WHAT THE EXERCISE ASKS - Print out the records in full, keeping each word unchanged.
BEGIN
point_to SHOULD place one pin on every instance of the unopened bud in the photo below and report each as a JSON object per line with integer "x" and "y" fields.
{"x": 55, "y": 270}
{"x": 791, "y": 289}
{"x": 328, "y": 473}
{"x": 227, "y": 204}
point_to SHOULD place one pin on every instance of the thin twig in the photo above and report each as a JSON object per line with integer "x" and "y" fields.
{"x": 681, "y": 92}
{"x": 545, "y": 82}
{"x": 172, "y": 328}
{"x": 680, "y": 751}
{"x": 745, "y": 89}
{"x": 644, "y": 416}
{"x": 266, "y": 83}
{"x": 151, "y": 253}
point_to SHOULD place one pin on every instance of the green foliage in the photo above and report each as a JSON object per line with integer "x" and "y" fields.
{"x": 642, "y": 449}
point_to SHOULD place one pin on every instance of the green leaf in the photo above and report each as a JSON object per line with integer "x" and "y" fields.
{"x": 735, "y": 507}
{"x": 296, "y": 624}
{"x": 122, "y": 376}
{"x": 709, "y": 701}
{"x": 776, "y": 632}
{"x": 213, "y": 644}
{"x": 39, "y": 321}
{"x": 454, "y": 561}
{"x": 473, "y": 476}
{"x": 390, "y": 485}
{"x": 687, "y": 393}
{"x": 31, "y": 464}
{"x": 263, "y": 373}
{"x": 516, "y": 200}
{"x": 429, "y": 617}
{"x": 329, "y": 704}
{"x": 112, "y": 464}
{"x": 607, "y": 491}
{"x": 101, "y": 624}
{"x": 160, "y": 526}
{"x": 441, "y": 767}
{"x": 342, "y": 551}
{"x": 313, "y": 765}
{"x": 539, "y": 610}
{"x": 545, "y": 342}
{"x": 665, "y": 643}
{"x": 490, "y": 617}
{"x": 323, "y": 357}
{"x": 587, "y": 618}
END
RESULT -
point_to SHOULD place one pin on every instance of the unopened bud in the photo below and report each as a JSON object per line with integer "x" and "y" fields.
{"x": 55, "y": 270}
{"x": 791, "y": 289}
{"x": 328, "y": 473}
{"x": 227, "y": 204}
point_to SHOULD place one pin on every instance of the thin twig in the photo above and report each as a JSON object per line with integer "x" and "y" fields.
{"x": 681, "y": 92}
{"x": 545, "y": 82}
{"x": 172, "y": 328}
{"x": 680, "y": 751}
{"x": 745, "y": 89}
{"x": 644, "y": 416}
{"x": 266, "y": 83}
{"x": 151, "y": 253}
point_to SHOULD place one pin on every instance of the green foliage in the photo above and report each as a JSON object per line with integer "x" and "y" fields.
{"x": 642, "y": 449}
point_to SHOULD place one pin on every instance of the green leaf in the photo above and report each as a JSON object per line with integer "x" and "y" fields.
{"x": 735, "y": 507}
{"x": 296, "y": 624}
{"x": 122, "y": 376}
{"x": 709, "y": 701}
{"x": 776, "y": 632}
{"x": 213, "y": 644}
{"x": 39, "y": 321}
{"x": 454, "y": 561}
{"x": 473, "y": 476}
{"x": 390, "y": 485}
{"x": 687, "y": 393}
{"x": 31, "y": 464}
{"x": 263, "y": 373}
{"x": 516, "y": 200}
{"x": 429, "y": 617}
{"x": 329, "y": 704}
{"x": 112, "y": 464}
{"x": 607, "y": 491}
{"x": 101, "y": 624}
{"x": 160, "y": 526}
{"x": 441, "y": 767}
{"x": 342, "y": 551}
{"x": 313, "y": 765}
{"x": 539, "y": 610}
{"x": 545, "y": 342}
{"x": 665, "y": 643}
{"x": 490, "y": 617}
{"x": 323, "y": 357}
{"x": 587, "y": 618}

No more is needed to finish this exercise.